▶ _Source text_
Full Travel Warning:
The U.S. Department of State continues to warn U.S. citizens of increased threats from terrorist groups throughout Turkey. U.S. citizens should avoid travel to southeast Turkey and carefully consider the risks of travel to and throughout the country. The U.S. Department of State is updating this Travel Warning to reflect the October 29, 2016, decision to order the departure of family members of employees posted to the U.S. Consulate General in Istanbul, Turkey. The Department of State made this decision based on security information indicating extremist groups are continuing aggressive efforts to attack U.S. citizens in areas of Istanbul where they reside or frequent. The Consulate General remains open and fully staffed.
This order applies only to the U.S. Consulate General in Istanbul, not to other U.S. diplomatic posts in Turkey. The Department continues to monitor the effect of these developments on the overall security situation in the country. This replaces the Travel Warning dated October 24, 2016.

▶ _Stored data_
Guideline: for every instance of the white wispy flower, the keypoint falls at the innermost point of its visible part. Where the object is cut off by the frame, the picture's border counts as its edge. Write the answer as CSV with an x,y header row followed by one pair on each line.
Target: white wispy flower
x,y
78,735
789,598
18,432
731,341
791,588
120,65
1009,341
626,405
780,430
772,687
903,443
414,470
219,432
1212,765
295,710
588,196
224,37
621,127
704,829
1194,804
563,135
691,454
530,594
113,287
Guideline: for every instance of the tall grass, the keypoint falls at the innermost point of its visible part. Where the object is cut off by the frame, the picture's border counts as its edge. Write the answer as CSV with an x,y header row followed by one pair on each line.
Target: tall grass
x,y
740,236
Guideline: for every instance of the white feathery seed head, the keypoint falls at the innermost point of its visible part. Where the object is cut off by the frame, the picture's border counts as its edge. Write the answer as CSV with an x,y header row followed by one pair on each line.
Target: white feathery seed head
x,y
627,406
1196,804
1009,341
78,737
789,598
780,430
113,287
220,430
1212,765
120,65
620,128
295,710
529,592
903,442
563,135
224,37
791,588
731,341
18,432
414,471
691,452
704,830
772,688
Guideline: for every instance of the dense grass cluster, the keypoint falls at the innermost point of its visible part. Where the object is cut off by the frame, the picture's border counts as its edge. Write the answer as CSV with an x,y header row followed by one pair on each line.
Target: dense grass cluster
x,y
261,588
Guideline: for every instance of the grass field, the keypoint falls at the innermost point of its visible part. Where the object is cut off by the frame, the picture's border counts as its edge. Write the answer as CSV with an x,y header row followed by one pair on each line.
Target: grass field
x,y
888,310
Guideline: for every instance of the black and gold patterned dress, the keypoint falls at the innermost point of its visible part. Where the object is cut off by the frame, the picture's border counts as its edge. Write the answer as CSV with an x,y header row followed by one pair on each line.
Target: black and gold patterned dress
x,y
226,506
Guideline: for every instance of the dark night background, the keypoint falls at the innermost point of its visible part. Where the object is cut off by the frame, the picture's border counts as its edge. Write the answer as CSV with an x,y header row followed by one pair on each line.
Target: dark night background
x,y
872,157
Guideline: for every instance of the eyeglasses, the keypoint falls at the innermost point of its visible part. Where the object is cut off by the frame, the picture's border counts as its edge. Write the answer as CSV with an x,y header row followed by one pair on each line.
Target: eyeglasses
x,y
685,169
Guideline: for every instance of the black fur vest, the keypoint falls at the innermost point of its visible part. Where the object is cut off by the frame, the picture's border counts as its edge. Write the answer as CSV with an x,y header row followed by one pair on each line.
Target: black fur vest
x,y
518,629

▶ _Problem_
Print the full text of the Turkey travel warning word for word. The lines were taken from another source.

▶ _Answer space_
Full Travel Warning:
The U.S. Department of State continues to warn U.S. citizens of increased threats from terrorist groups throughout Turkey. U.S. citizens should avoid travel to southeast Turkey and carefully consider the risks of travel to and throughout the country. The U.S. Department of State is updating this Travel Warning to reflect the October 29, 2016, decision to order the departure of family members of employees posted to the U.S. Consulate General in Istanbul, Turkey. The Department of State made this decision based on security information indicating extremist groups are continuing aggressive efforts to attack U.S. citizens in areas of Istanbul where they reside or frequent. The Consulate General remains open and fully staffed.
This order applies only to the U.S. Consulate General in Istanbul, not to other U.S. diplomatic posts in Turkey. The Department continues to monitor the effect of these developments on the overall security situation in the country. This replaces the Travel Warning dated October 24, 2016.